[STORED DATA]
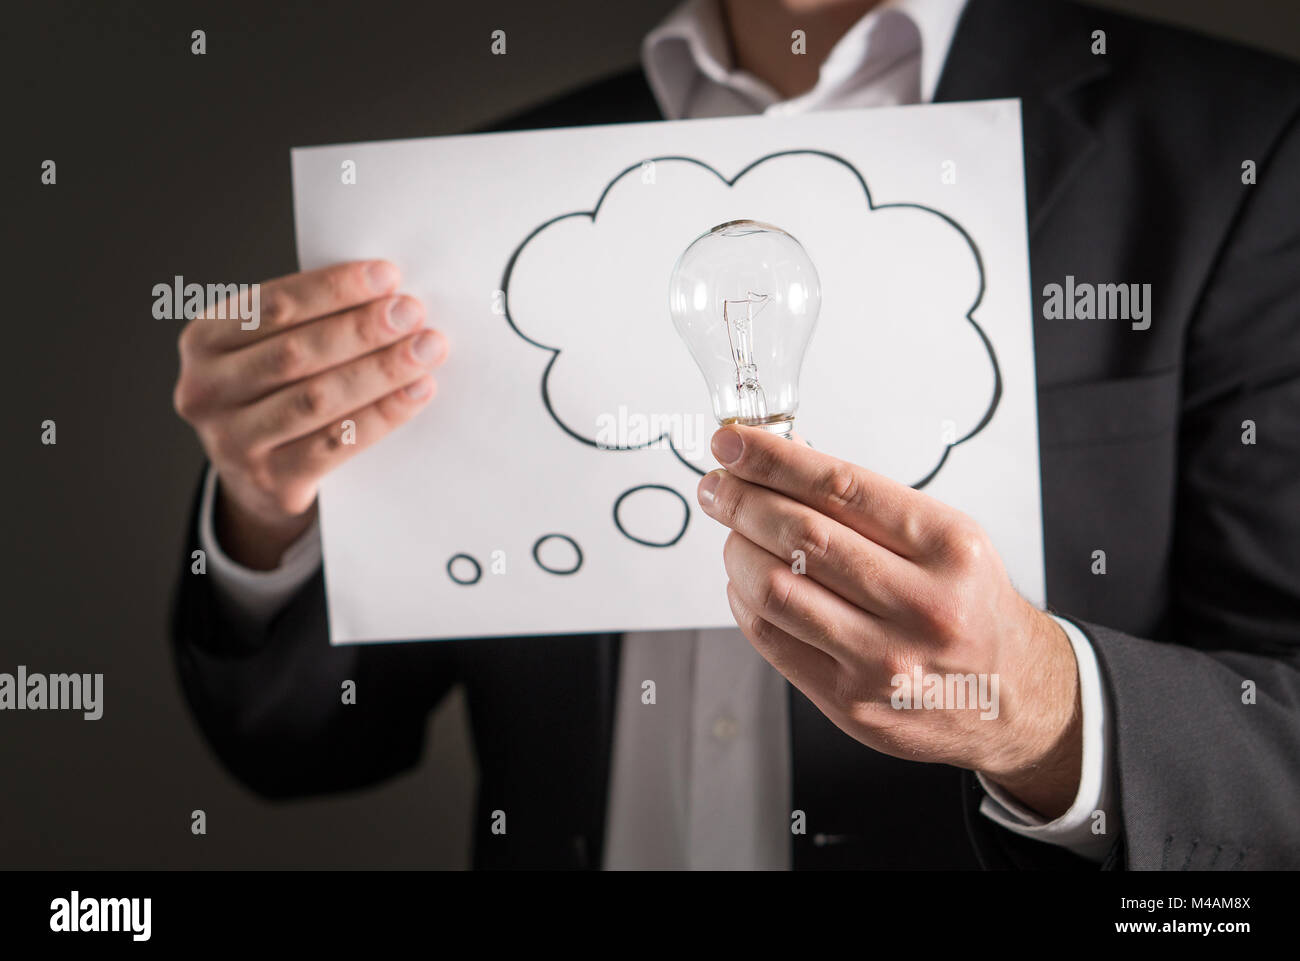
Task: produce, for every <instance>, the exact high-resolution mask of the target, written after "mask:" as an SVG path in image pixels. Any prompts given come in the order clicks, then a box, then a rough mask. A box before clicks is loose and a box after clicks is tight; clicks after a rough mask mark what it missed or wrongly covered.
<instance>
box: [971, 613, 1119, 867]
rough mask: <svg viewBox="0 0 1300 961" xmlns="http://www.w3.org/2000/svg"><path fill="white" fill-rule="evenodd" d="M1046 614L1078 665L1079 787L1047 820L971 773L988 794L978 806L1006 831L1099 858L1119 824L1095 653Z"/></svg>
mask: <svg viewBox="0 0 1300 961" xmlns="http://www.w3.org/2000/svg"><path fill="white" fill-rule="evenodd" d="M1050 616H1053V618H1054V619H1056V622H1057V623H1058V624H1060V625H1061V628H1062V629H1063V631H1065V633H1066V637H1069V638H1070V645H1071V646H1073V648H1074V659H1075V663H1076V665H1078V666H1079V700H1080V702H1082V710H1083V723H1082V727H1083V765H1082V771H1080V772H1079V791H1078V793H1076V795H1075V797H1074V804H1071V805H1070V808H1069V810H1066V813H1065V814H1062V815H1061V817H1060V818H1057V819H1056V821H1047V819H1044V818H1043V817H1041V815H1039V814H1035V813H1034V811H1031V810H1030V809H1027V808H1026V806H1024V805H1022V804H1019V802H1018V801H1017V800H1015V798H1014V797H1011V795H1010V793H1008V792H1006V791H1005V789H1002V788H1000V787H998V785H997V784H995V783H992V782H991V780H988V779H985V778H984V775H982V774H976V776H978V778H979V783H980V784H982V785H983V788H984V791H985V792H987V793H988V797H985V798H984V800H983V801H980V808H979V809H980V813H982V814H983V815H984V817H985V818H989V819H991V821H993V822H996V823H998V824H1001V826H1002V827H1005V828H1006V830H1008V831H1014V832H1015V834H1018V835H1023V836H1024V837H1032V839H1034V840H1037V841H1045V843H1047V844H1057V845H1060V847H1062V848H1066V849H1067V850H1073V852H1074V853H1075V854H1079V856H1080V857H1086V858H1088V860H1089V861H1101V860H1102V858H1104V857H1105V854H1106V852H1108V850H1109V849H1110V845H1112V843H1113V840H1114V837H1113V835H1112V834H1110V828H1112V826H1117V827H1118V824H1119V818H1118V811H1115V810H1113V800H1114V774H1113V771H1112V759H1113V758H1114V750H1113V748H1112V745H1110V719H1109V717H1108V710H1106V693H1105V685H1104V684H1102V683H1101V668H1100V666H1099V665H1097V655H1096V653H1095V652H1093V650H1092V645H1091V644H1089V642H1088V638H1087V637H1086V636H1084V633H1083V631H1080V629H1079V628H1078V627H1076V625H1075V624H1073V623H1071V622H1069V620H1066V619H1065V618H1057V616H1056V615H1054V614H1053V615H1050ZM1097 811H1101V817H1100V818H1099V817H1095V815H1096V813H1097Z"/></svg>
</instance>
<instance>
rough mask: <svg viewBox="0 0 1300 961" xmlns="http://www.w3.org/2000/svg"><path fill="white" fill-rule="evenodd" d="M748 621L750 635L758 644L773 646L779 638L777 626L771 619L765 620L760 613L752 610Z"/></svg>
mask: <svg viewBox="0 0 1300 961" xmlns="http://www.w3.org/2000/svg"><path fill="white" fill-rule="evenodd" d="M748 622H749V623H748V624H746V627H748V629H749V636H750V638H751V640H753V641H755V642H757V644H762V645H764V646H771V645H772V644H775V642H776V641H777V640H779V632H777V628H776V627H775V625H774V624H772V623H771V622H770V620H764V619H763V618H762V616H761V615H759V614H755V612H754V611H750V612H749V616H748Z"/></svg>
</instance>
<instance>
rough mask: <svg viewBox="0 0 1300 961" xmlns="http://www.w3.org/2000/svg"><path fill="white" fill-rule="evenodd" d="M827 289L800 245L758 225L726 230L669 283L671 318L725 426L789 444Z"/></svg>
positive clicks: (759, 225)
mask: <svg viewBox="0 0 1300 961" xmlns="http://www.w3.org/2000/svg"><path fill="white" fill-rule="evenodd" d="M820 308H822V283H820V281H819V280H818V276H816V268H814V267H813V261H811V260H810V259H809V255H807V254H806V252H805V251H803V247H802V246H800V242H798V241H796V239H794V238H793V237H790V235H789V234H788V233H785V231H784V230H781V229H780V228H776V226H772V225H771V224H761V222H758V221H754V220H733V221H729V222H727V224H719V225H718V226H715V228H714V229H712V230H708V231H707V233H705V234H702V235H701V237H698V238H695V241H694V242H693V243H692V244H690V246H689V247H686V250H685V251H684V252H682V255H681V256H680V257H677V264H676V267H673V268H672V278H671V281H669V283H668V311H669V312H671V313H672V323H673V326H676V328H677V333H679V334H680V336H681V339H682V341H685V342H686V347H688V349H689V350H690V354H692V356H693V358H694V359H695V363H697V364H698V365H699V371H701V373H703V375H705V382H706V384H707V385H708V393H710V399H711V401H712V404H714V416H715V417H718V423H719V424H746V425H750V427H761V428H764V429H767V430H771V432H772V433H776V434H781V436H783V437H789V433H790V429H792V428H793V427H794V411H796V410H798V406H800V368H801V367H802V365H803V352H805V351H806V350H807V346H809V339H811V337H813V328H814V326H815V325H816V315H818V311H819V309H820Z"/></svg>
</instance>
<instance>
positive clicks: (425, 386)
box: [406, 377, 433, 401]
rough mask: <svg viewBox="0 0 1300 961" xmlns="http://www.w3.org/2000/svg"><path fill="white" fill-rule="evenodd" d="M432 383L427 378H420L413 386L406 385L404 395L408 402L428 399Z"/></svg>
mask: <svg viewBox="0 0 1300 961" xmlns="http://www.w3.org/2000/svg"><path fill="white" fill-rule="evenodd" d="M432 389H433V382H432V381H430V380H429V378H428V377H421V378H420V380H417V381H416V382H415V384H411V385H407V389H406V395H407V399H408V401H421V399H424V398H426V397H429V390H432Z"/></svg>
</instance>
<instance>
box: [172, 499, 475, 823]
mask: <svg viewBox="0 0 1300 961" xmlns="http://www.w3.org/2000/svg"><path fill="white" fill-rule="evenodd" d="M200 499H201V484H200V489H199V495H196V497H195V508H194V516H191V523H190V536H188V538H187V540H188V544H187V547H186V554H185V557H183V558H182V563H181V579H179V583H178V585H177V592H175V596H174V601H173V609H172V646H173V655H174V662H175V667H177V672H178V675H179V679H181V687H182V691H183V692H185V696H186V700H187V701H188V704H190V707H191V710H192V711H194V717H195V719H196V720H198V724H199V728H200V730H201V732H203V735H204V737H205V739H207V740H208V743H209V744H211V745H212V748H213V750H214V753H216V754H217V757H218V758H220V759H221V762H222V763H224V765H225V766H226V767H227V769H229V770H230V771H231V772H233V774H234V775H235V776H237V778H238V779H239V780H240V782H242V783H244V784H246V785H247V787H250V788H251V789H252V791H255V792H257V793H259V795H261V796H264V797H268V798H290V797H302V796H307V795H315V793H324V792H334V791H342V789H348V788H357V787H364V785H368V784H373V783H377V782H380V780H383V779H385V778H389V776H391V775H394V774H398V772H400V771H403V770H407V769H409V767H412V766H413V765H415V763H416V762H417V761H419V758H420V754H421V750H422V746H424V732H425V724H426V719H428V714H429V711H430V710H432V709H433V706H434V705H435V704H437V701H438V700H439V698H441V697H442V696H443V694H445V693H446V692H447V691H448V689H450V688H451V685H452V684H454V683H455V680H456V678H458V674H459V645H458V644H456V642H454V641H451V642H438V644H367V645H344V646H331V645H330V642H329V632H328V628H326V622H325V588H324V577H322V575H321V571H320V570H317V571H316V573H315V575H313V576H312V579H311V580H308V581H307V584H305V585H304V586H303V588H302V589H300V590H298V593H296V594H295V596H294V597H292V599H291V601H290V602H289V603H287V605H286V606H285V609H283V610H282V611H281V612H279V614H278V615H276V616H274V618H273V619H272V620H270V623H269V624H266V625H265V628H264V629H260V631H256V632H252V631H250V628H248V627H247V625H246V624H243V622H240V620H237V619H231V616H230V612H229V611H227V610H226V609H225V606H224V605H221V603H220V601H218V598H217V597H216V594H214V592H213V589H212V583H211V577H209V576H207V575H203V573H194V572H192V570H191V563H192V562H191V555H192V551H194V550H196V549H198V546H199V544H198V541H199V537H198V508H199V503H200ZM344 681H354V683H355V704H344V701H343V691H344V688H343V685H344Z"/></svg>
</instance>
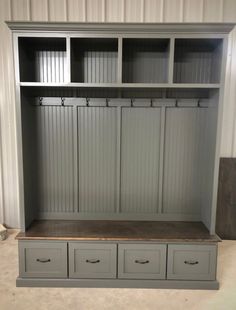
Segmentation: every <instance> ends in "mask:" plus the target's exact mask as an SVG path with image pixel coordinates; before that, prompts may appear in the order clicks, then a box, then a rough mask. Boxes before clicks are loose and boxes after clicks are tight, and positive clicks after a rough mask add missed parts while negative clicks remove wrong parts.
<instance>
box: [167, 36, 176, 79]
mask: <svg viewBox="0 0 236 310" xmlns="http://www.w3.org/2000/svg"><path fill="white" fill-rule="evenodd" d="M174 53H175V38H174V37H171V38H170V54H169V69H168V83H169V84H172V83H174V81H173V76H174Z"/></svg>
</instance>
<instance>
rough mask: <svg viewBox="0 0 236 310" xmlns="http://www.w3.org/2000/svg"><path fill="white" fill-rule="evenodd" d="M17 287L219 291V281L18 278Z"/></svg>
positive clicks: (119, 279) (17, 279)
mask: <svg viewBox="0 0 236 310" xmlns="http://www.w3.org/2000/svg"><path fill="white" fill-rule="evenodd" d="M16 286H17V287H68V288H69V287H88V288H89V287H97V288H159V289H191V290H193V289H196V290H218V289H219V282H218V281H183V280H179V281H175V280H174V281H173V280H129V279H128V280H122V279H114V280H113V279H39V278H19V277H18V278H17V279H16Z"/></svg>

[TO-DO ITEM] Reproduce the rows word for word, from the very beginning up to and including the line that contains "614L1078 665L1079 787L1047". Leave the picture out of your copy.

[TASK SOLUTION]
Task: produce, for every <instance>, the exact high-resolution mask of the target, written after "mask:" as an SVG path in image pixels. Any prompts given come in the order clicks, then a box, then a rough mask. A box before clicks is loose and a box after clicks is tight; clicks after a rough mask mark what it missed or wrongly covered.
<instance>
box: [971, 613, 1119, 867]
rough mask: <svg viewBox="0 0 1300 961" xmlns="http://www.w3.org/2000/svg"><path fill="white" fill-rule="evenodd" d="M1046 614L1078 665L1079 787L1047 820L971 773L988 794L978 806L1006 831L1099 858L1119 824L1095 653Z"/></svg>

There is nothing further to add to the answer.